• [Exercise goal]
For this exercise, write each entry below out precisely and omit the pictures.

• [Material supplied]

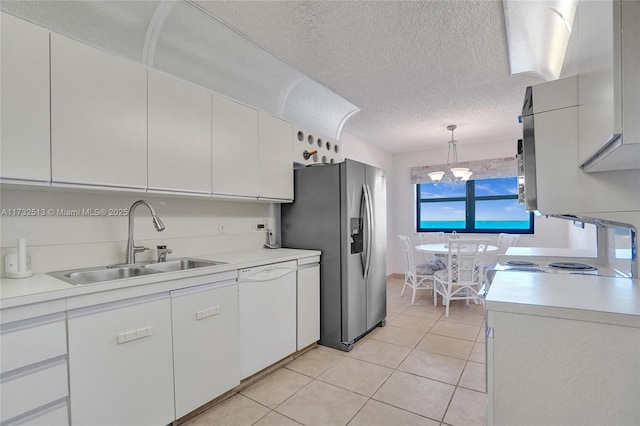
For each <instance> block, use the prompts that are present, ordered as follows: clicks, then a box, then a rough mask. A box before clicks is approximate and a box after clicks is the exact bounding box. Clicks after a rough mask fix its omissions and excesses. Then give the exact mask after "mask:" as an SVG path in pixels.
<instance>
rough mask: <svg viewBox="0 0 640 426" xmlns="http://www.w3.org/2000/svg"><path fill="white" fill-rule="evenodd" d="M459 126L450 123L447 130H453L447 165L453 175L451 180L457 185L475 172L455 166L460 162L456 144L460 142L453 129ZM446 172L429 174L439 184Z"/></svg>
mask: <svg viewBox="0 0 640 426" xmlns="http://www.w3.org/2000/svg"><path fill="white" fill-rule="evenodd" d="M457 127H458V126H456V125H455V124H450V125H448V126H447V130H450V131H451V140H450V141H449V142H448V144H449V150H448V152H447V166H448V167H449V170H450V171H451V176H450V177H449V181H450V182H451V185H452V186H455V184H456V183H458V182H466V181H468V180H469V178H470V177H471V175H472V174H473V172H471V171H469V169H468V168H467V167H455V165H456V163H457V162H458V149H457V147H456V144H457V143H458V141H457V140H455V139H454V137H453V131H454V130H455V129H456V128H457ZM452 160H453V163H452V162H451V161H452ZM452 166H453V167H452ZM445 174H446V172H443V171H437V172H431V173H429V174H428V175H429V178H431V180H432V181H434V182H435V183H436V185H437V184H438V182H440V181H441V180H442V179H443V177H444V176H445Z"/></svg>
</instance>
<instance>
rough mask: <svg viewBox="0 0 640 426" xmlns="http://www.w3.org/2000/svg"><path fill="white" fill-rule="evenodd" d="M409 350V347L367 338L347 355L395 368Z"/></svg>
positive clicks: (403, 357) (400, 362) (389, 367)
mask: <svg viewBox="0 0 640 426" xmlns="http://www.w3.org/2000/svg"><path fill="white" fill-rule="evenodd" d="M409 352H411V349H410V348H407V347H404V346H398V345H394V344H391V343H386V342H380V341H378V340H375V339H369V340H367V341H366V342H364V343H363V344H362V345H360V346H358V347H357V348H355V349H354V350H352V351H351V352H349V355H347V356H348V357H350V358H356V359H361V360H363V361H368V362H371V363H374V364H378V365H382V366H385V367H389V368H396V367H398V365H400V363H401V362H402V360H403V359H405V358H406V356H407V355H408V354H409Z"/></svg>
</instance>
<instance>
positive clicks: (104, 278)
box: [49, 258, 225, 285]
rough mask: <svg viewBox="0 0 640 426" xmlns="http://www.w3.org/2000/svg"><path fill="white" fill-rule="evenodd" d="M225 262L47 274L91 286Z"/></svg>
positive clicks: (212, 264)
mask: <svg viewBox="0 0 640 426" xmlns="http://www.w3.org/2000/svg"><path fill="white" fill-rule="evenodd" d="M223 263H225V262H217V261H213V260H202V259H191V258H181V259H174V260H169V261H167V262H162V263H146V264H145V263H136V264H131V265H127V264H125V265H111V266H99V267H95V268H86V269H73V270H67V271H57V272H49V275H51V276H52V277H55V278H58V279H61V280H63V281H65V282H67V283H69V284H74V285H77V284H93V283H101V282H105V281H113V280H120V279H123V278H132V277H139V276H142V275H151V274H159V273H163V272H173V271H183V270H187V269H195V268H203V267H206V266H214V265H220V264H223Z"/></svg>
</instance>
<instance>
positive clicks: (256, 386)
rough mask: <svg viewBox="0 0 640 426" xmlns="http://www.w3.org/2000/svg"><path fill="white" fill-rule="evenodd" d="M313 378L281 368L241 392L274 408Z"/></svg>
mask: <svg viewBox="0 0 640 426" xmlns="http://www.w3.org/2000/svg"><path fill="white" fill-rule="evenodd" d="M311 380H313V379H311V377H308V376H305V375H303V374H300V373H296V372H295V371H292V370H288V369H286V368H281V369H279V370H276V371H274V372H273V373H271V374H269V375H268V376H267V377H265V378H264V379H262V380H260V381H259V382H257V383H255V384H253V385H251V386H249V387H248V388H246V389H245V390H243V391H242V392H241V394H242V395H244V396H246V397H247V398H251V399H252V400H254V401H256V402H259V403H260V404H262V405H264V406H266V407H269V408H272V409H273V408H276V407H277V406H278V405H280V404H282V403H283V402H284V401H286V400H287V399H288V398H290V397H291V395H293V394H294V393H296V392H298V391H299V390H300V389H302V388H303V387H305V386H306V385H307V384H309V382H310V381H311Z"/></svg>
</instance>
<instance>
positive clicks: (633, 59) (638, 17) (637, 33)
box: [574, 0, 640, 171]
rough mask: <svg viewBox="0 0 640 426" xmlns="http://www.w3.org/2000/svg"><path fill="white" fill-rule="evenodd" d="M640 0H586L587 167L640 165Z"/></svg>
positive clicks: (578, 81)
mask: <svg viewBox="0 0 640 426" xmlns="http://www.w3.org/2000/svg"><path fill="white" fill-rule="evenodd" d="M639 21H640V3H639V2H635V1H623V2H620V1H618V0H610V1H596V2H580V4H579V8H578V14H577V22H576V24H575V25H574V28H575V32H576V34H577V36H578V73H579V74H578V103H579V139H578V140H579V150H578V163H579V164H580V165H582V166H583V167H584V170H585V171H607V170H625V169H636V168H640V49H639V48H638V45H640V25H638V22H639Z"/></svg>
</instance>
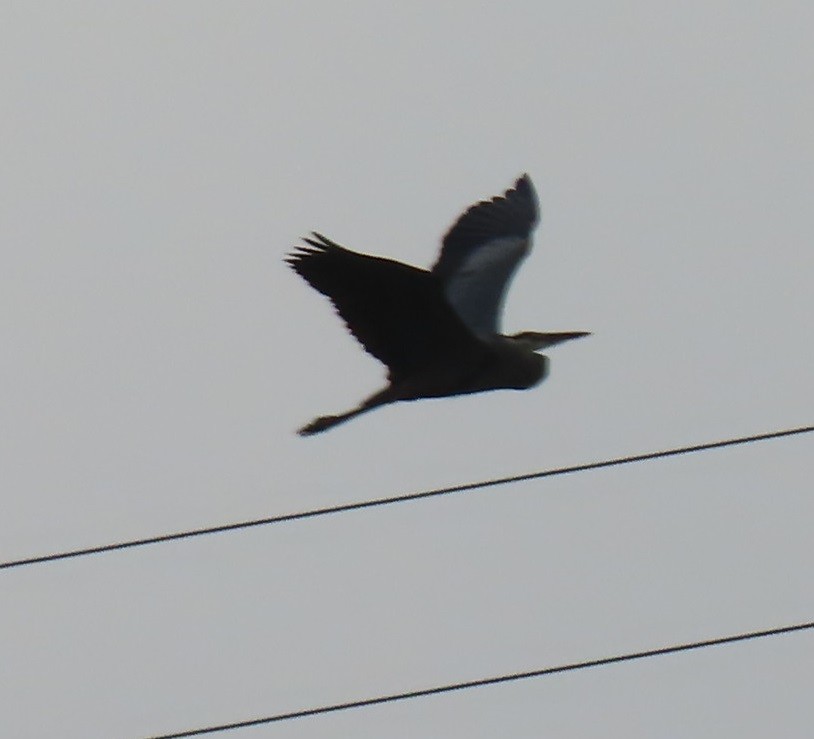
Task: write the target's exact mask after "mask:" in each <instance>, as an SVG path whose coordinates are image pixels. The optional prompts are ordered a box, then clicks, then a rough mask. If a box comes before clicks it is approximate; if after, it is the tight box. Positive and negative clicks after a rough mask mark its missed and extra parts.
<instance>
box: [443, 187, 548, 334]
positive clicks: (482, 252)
mask: <svg viewBox="0 0 814 739" xmlns="http://www.w3.org/2000/svg"><path fill="white" fill-rule="evenodd" d="M538 220H539V210H538V207H537V195H536V193H535V192H534V186H533V185H532V184H531V179H530V178H529V176H528V175H527V174H524V175H523V176H522V177H521V178H520V179H518V180H517V182H515V184H514V187H512V188H511V189H509V190H507V191H506V192H505V193H504V194H503V195H499V196H497V197H494V198H492V199H491V200H483V201H481V202H479V203H476V204H475V205H473V206H472V207H471V208H469V209H468V210H467V211H466V212H465V213H464V214H463V215H462V216H461V217H460V218H459V219H458V220H457V221H456V222H455V224H454V225H453V226H452V228H451V229H450V230H449V231H448V232H447V234H446V236H444V243H443V246H442V248H441V254H440V256H439V257H438V261H437V262H436V263H435V265H434V266H433V268H432V273H433V274H434V275H435V276H436V277H438V278H439V279H440V280H441V281H442V283H443V285H444V294H445V295H446V298H447V300H448V301H449V303H450V304H451V305H452V307H453V308H454V309H455V311H456V313H457V314H458V315H459V316H460V317H461V318H462V319H463V321H464V323H466V325H467V326H468V327H469V329H470V330H471V331H472V332H473V333H474V334H476V335H477V336H481V337H484V338H487V337H489V336H494V335H495V334H496V333H498V332H499V331H500V314H501V312H502V310H503V300H504V298H505V296H506V290H507V288H508V285H509V282H510V281H511V279H512V277H513V276H514V273H515V271H516V270H517V266H518V265H519V264H520V262H521V261H522V260H523V258H524V257H525V256H526V255H527V254H528V252H529V250H530V249H531V232H532V231H533V229H534V227H535V226H536V225H537V221H538Z"/></svg>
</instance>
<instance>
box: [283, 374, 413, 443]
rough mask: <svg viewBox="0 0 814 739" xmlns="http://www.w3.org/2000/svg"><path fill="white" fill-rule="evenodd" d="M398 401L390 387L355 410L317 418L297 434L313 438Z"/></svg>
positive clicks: (388, 387)
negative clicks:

• [Answer space]
For each <instance> block, use the prompts that are present, ordered as follows: clicks, then a box, then a rough mask. A box before clicks is approximate and a box after clicks is the exact bounding box. Clicks after a rough mask fix its omissions and excesses. Then give the exact mask after "mask:" as an SVG path in pixels.
<instance>
rough mask: <svg viewBox="0 0 640 426" xmlns="http://www.w3.org/2000/svg"><path fill="white" fill-rule="evenodd" d="M459 126L450 123L447 130H453L447 165L453 175L451 180L457 185L475 172L455 166L460 162L456 144L460 142L453 129ZM446 172L429 174L439 184Z"/></svg>
mask: <svg viewBox="0 0 640 426" xmlns="http://www.w3.org/2000/svg"><path fill="white" fill-rule="evenodd" d="M457 127H458V126H456V125H455V124H450V125H448V126H447V130H450V131H451V140H450V141H449V142H448V144H449V150H448V152H447V166H448V167H449V170H450V171H451V176H450V177H449V181H450V182H451V185H452V186H455V184H456V183H458V182H466V181H468V180H469V178H470V177H471V175H472V174H473V172H471V171H469V169H468V168H467V167H455V165H456V163H457V162H458V149H457V147H456V144H457V143H458V141H457V140H455V139H454V137H453V131H454V130H455V129H456V128H457ZM452 160H453V163H452V162H451V161H452ZM452 166H453V167H452ZM445 174H446V172H443V171H437V172H431V173H429V174H428V175H429V178H431V180H432V181H434V182H435V183H436V185H437V184H438V182H440V181H441V180H442V179H443V177H444V176H445Z"/></svg>
</instance>
<instance>
rough mask: <svg viewBox="0 0 640 426" xmlns="http://www.w3.org/2000/svg"><path fill="white" fill-rule="evenodd" d="M409 350V347L367 338L347 355L395 368Z"/></svg>
positive clicks: (403, 357) (400, 362) (389, 367)
mask: <svg viewBox="0 0 640 426" xmlns="http://www.w3.org/2000/svg"><path fill="white" fill-rule="evenodd" d="M409 352H411V349H410V348H407V347H404V346H398V345H394V344H391V343H386V342H380V341H378V340H375V339H369V340H367V341H366V342H364V343H363V344H362V345H360V346H358V347H357V348H355V349H354V350H352V351H351V352H349V355H347V356H348V357H350V358H356V359H361V360H363V361H368V362H371V363H374V364H378V365H382V366H385V367H389V368H396V367H398V365H400V363H401V362H402V360H403V359H405V358H406V356H407V355H408V354H409Z"/></svg>
</instance>
<instance>
positive clicks: (104, 278)
box: [49, 258, 225, 285]
rough mask: <svg viewBox="0 0 640 426" xmlns="http://www.w3.org/2000/svg"><path fill="white" fill-rule="evenodd" d="M225 262L47 274L91 286Z"/></svg>
positive clicks: (212, 264)
mask: <svg viewBox="0 0 640 426" xmlns="http://www.w3.org/2000/svg"><path fill="white" fill-rule="evenodd" d="M223 263H225V262H217V261H213V260H202V259H191V258H181V259H174V260H169V261H167V262H162V263H146V264H145V263H136V264H131V265H127V264H125V265H111V266H99V267H95V268H86V269H73V270H67V271H57V272H49V275H51V276H52V277H55V278H58V279H61V280H63V281H65V282H67V283H69V284H74V285H77V284H93V283H101V282H105V281H113V280H120V279H123V278H132V277H139V276H142V275H151V274H159V273H163V272H173V271H183V270H187V269H195V268H203V267H206V266H214V265H220V264H223Z"/></svg>
</instance>
<instance>
positive clicks: (256, 386)
rough mask: <svg viewBox="0 0 640 426" xmlns="http://www.w3.org/2000/svg"><path fill="white" fill-rule="evenodd" d="M313 378L281 368L241 392L274 408Z"/></svg>
mask: <svg viewBox="0 0 640 426" xmlns="http://www.w3.org/2000/svg"><path fill="white" fill-rule="evenodd" d="M311 380H313V379H311V377H308V376H305V375H303V374H300V373H296V372H295V371H292V370H288V369H286V368H281V369H279V370H276V371H274V372H273V373H271V374H269V375H268V376H267V377H265V378H264V379H262V380H260V381H259V382H257V383H255V384H253V385H251V386H249V387H248V388H246V389H245V390H243V391H242V392H241V394H242V395H244V396H246V397H247V398H251V399H252V400H254V401H256V402H259V403H260V404H262V405H264V406H266V407H269V408H272V409H273V408H276V407H277V406H278V405H280V404H282V403H283V402H284V401H286V400H287V399H288V398H290V397H291V395H293V394H294V393H296V392H298V391H299V390H300V389H302V388H303V387H305V386H306V385H307V384H309V382H310V381H311Z"/></svg>
</instance>
<instance>
positive clicks: (633, 59) (638, 17) (637, 33)
box: [574, 0, 640, 171]
rough mask: <svg viewBox="0 0 640 426" xmlns="http://www.w3.org/2000/svg"><path fill="white" fill-rule="evenodd" d="M640 0H586L587 167L640 165Z"/></svg>
positive clicks: (578, 81)
mask: <svg viewBox="0 0 640 426" xmlns="http://www.w3.org/2000/svg"><path fill="white" fill-rule="evenodd" d="M639 21H640V3H639V2H635V1H623V2H620V1H618V0H610V1H596V2H580V4H579V8H578V14H577V22H576V24H575V25H574V28H575V32H576V34H577V36H578V73H579V74H578V103H579V139H578V140H579V150H578V163H579V164H580V165H582V166H583V167H584V170H585V171H607V170H625V169H636V168H640V49H639V48H638V45H640V25H638V22H639Z"/></svg>
</instance>
Task: write the target's exact mask after "mask:" in each <instance>, as an SVG path whose coordinates are image pixels. The optional prompts are ordered a box, then clicks, then a rough mask. If a box comes before clicks it is approximate; if after, it is the tight box. Positive and negative clicks after a rough mask mark its missed and extra parts.
<instance>
box: [443, 187, 548, 334]
positive clicks: (482, 252)
mask: <svg viewBox="0 0 814 739" xmlns="http://www.w3.org/2000/svg"><path fill="white" fill-rule="evenodd" d="M538 220H539V210H538V207H537V195H536V193H535V192H534V186H533V185H532V184H531V179H530V178H529V176H528V175H527V174H524V175H523V176H522V177H521V178H520V179H518V180H517V182H515V184H514V187H512V188H511V189H509V190H507V191H506V192H505V193H504V194H503V195H499V196H497V197H494V198H492V199H491V200H483V201H481V202H479V203H476V204H475V205H473V206H472V207H471V208H469V209H468V210H467V211H466V212H465V213H464V214H463V215H462V216H461V217H460V218H459V219H458V220H457V221H456V222H455V224H454V225H453V226H452V228H451V229H450V230H449V231H448V232H447V234H446V236H444V243H443V246H442V248H441V254H440V256H439V257H438V261H437V262H436V263H435V265H434V266H433V268H432V273H433V274H434V275H435V276H436V277H438V278H439V279H440V280H441V281H442V283H443V285H444V294H445V295H446V298H447V300H448V301H449V303H450V304H451V305H452V307H453V308H454V309H455V311H456V313H457V314H458V315H459V316H460V317H461V318H462V319H463V321H464V323H466V325H467V326H468V327H469V329H470V330H471V331H472V332H473V333H474V334H476V335H477V336H481V337H484V338H487V337H489V336H494V335H495V334H496V333H498V332H499V331H500V314H501V312H502V310H503V300H504V298H505V296H506V290H507V288H508V285H509V282H510V281H511V279H512V277H513V276H514V273H515V271H516V270H517V266H518V265H519V264H520V262H521V261H522V260H523V258H524V257H525V256H526V255H527V254H528V252H529V250H530V249H531V232H532V231H533V229H534V227H535V226H536V225H537V221H538Z"/></svg>
</instance>
<instance>
box: [283, 374, 413, 443]
rough mask: <svg viewBox="0 0 814 739" xmlns="http://www.w3.org/2000/svg"><path fill="white" fill-rule="evenodd" d="M398 401L390 387L355 410L317 418L297 434L313 438Z"/></svg>
positive clicks: (388, 387)
negative clicks:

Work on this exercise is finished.